## What you have to do
Reproduce, without any changes, everything in the records below from the line containing "Task: Where can the spruce" down to the end of the records.

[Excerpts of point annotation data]
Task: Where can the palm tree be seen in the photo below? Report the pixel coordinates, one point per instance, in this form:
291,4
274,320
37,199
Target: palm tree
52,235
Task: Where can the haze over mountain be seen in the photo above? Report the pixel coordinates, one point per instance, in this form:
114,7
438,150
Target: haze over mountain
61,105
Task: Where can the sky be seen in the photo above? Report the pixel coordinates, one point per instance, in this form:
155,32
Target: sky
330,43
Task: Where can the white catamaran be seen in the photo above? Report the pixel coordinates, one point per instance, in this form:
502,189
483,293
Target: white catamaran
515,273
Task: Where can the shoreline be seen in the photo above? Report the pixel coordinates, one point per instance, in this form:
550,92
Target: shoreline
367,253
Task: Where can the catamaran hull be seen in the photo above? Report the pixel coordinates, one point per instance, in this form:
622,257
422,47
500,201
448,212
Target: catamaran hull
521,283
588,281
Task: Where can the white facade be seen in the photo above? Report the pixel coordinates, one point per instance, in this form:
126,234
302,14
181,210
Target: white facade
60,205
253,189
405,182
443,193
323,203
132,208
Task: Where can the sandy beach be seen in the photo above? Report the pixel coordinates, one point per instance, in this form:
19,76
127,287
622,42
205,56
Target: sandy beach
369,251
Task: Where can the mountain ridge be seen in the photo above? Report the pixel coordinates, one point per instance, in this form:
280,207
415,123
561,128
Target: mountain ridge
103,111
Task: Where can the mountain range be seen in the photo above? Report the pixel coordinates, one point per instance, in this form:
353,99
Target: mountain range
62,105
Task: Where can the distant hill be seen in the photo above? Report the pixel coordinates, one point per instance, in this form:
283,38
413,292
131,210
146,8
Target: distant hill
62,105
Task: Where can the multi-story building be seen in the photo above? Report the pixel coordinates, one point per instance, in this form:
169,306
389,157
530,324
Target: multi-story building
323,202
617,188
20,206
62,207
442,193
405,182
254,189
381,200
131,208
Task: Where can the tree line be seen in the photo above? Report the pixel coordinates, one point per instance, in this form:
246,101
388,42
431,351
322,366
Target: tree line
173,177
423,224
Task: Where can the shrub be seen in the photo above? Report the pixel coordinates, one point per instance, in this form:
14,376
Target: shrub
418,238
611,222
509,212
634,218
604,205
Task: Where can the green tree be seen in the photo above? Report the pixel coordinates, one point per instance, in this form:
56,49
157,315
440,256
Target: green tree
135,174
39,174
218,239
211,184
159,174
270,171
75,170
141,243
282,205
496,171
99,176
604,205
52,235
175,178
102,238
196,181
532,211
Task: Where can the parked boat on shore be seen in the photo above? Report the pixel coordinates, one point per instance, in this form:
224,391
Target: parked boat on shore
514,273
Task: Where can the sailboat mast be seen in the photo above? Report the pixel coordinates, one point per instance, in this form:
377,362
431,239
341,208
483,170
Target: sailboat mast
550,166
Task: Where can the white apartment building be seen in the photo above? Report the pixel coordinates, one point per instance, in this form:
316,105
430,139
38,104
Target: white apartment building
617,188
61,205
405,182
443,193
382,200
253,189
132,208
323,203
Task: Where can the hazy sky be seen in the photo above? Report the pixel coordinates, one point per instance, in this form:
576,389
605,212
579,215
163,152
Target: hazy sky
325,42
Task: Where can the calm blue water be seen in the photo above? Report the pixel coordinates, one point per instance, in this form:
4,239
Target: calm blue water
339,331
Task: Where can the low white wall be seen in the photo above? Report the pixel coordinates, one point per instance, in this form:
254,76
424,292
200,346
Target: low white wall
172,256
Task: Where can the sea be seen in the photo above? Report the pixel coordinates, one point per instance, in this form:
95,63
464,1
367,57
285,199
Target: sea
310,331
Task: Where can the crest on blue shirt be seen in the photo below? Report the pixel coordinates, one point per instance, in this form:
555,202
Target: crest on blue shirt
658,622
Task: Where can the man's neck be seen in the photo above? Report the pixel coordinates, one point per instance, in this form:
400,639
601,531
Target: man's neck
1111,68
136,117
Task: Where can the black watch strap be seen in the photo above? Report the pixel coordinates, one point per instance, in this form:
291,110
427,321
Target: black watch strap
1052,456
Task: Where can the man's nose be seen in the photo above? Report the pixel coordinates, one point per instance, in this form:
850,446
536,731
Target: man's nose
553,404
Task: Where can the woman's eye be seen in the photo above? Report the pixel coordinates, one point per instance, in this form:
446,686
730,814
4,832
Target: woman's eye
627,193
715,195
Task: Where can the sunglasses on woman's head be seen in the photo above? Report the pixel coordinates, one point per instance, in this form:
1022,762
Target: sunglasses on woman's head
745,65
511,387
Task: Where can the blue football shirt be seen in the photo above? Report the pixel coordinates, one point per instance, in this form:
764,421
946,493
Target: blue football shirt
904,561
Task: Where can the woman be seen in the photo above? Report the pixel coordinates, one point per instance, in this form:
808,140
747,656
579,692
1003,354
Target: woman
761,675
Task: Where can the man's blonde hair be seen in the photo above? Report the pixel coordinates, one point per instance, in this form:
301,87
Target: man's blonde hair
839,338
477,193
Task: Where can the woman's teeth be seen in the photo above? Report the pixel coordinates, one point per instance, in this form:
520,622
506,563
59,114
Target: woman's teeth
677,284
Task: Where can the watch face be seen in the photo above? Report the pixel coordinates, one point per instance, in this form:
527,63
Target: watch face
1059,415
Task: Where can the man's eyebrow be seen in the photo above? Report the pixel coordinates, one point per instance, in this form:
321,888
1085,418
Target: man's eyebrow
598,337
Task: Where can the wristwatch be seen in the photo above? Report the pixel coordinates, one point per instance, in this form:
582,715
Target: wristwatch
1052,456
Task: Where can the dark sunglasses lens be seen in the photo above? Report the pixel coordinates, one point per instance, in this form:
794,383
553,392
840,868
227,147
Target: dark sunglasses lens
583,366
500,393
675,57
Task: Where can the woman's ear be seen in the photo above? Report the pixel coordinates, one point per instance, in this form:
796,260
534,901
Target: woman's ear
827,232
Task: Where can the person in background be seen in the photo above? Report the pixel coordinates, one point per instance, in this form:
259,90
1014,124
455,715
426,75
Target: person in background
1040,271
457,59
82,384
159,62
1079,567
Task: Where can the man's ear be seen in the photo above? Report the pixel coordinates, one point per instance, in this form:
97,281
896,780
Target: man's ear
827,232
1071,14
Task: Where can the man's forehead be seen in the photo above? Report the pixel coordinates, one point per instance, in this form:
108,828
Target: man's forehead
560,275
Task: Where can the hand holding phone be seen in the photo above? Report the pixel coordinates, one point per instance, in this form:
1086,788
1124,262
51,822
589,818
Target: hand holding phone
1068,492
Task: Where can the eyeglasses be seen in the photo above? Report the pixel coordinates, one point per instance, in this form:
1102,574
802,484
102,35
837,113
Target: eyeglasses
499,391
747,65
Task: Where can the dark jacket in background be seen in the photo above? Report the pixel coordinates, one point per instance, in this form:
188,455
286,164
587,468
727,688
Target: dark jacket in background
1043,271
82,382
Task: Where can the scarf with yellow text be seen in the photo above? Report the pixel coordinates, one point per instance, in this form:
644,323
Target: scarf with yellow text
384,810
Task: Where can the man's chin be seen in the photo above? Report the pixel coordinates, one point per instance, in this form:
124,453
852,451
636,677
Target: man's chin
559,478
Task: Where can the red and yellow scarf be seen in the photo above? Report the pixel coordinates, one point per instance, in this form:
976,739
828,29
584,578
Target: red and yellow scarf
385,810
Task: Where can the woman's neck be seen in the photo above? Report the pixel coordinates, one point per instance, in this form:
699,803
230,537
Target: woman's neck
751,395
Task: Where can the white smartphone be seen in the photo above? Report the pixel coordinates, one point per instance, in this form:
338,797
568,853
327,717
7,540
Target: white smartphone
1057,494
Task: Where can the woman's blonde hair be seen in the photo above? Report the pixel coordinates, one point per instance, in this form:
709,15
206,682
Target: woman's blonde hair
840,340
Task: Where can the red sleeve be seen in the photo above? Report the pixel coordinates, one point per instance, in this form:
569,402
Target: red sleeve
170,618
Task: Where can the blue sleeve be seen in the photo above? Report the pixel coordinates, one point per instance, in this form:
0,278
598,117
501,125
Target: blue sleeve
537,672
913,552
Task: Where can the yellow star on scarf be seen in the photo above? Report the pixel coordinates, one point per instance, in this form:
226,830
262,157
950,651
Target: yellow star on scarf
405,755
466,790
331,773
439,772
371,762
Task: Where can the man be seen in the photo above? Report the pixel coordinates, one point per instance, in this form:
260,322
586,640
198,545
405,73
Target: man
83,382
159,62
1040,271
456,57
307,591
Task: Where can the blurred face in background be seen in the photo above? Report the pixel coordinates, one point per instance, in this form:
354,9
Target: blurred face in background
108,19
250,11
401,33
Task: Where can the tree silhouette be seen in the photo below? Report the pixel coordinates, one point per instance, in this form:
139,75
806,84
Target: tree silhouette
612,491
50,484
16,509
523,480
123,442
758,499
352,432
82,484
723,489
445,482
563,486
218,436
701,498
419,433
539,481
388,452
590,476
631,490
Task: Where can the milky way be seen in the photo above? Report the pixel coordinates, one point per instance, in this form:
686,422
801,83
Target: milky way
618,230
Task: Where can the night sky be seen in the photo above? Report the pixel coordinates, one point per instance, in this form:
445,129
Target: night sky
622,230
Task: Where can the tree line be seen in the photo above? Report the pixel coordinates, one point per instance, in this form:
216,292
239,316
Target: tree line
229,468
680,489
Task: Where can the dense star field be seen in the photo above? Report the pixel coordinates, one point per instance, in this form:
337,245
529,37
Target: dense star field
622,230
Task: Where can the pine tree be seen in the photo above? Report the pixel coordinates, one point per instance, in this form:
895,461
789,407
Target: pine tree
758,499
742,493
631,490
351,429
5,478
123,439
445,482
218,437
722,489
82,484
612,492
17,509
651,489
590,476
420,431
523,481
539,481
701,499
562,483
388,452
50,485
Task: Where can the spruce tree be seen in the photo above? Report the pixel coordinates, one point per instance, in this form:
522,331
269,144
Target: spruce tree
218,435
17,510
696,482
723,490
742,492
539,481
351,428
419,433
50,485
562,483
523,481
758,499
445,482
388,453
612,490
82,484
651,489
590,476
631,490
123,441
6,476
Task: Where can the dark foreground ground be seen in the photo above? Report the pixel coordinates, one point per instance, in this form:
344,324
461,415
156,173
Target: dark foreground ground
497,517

## Worked solution
Task: Where can the spruce tree be seen in the photo above? Report the pixel coordinates, one point per instance, in this form:
522,331
269,144
Target: spruce tree
218,435
17,510
696,482
723,490
742,492
539,481
351,428
419,433
50,485
562,483
523,481
758,499
445,482
388,453
612,490
82,484
651,489
590,476
631,490
123,441
6,476
Task: Where can the dark foreground ground be seen in the photo above? Report the pixel coordinates, one point per instance, in this form:
344,324
461,415
156,173
Target: dark foreground ground
497,517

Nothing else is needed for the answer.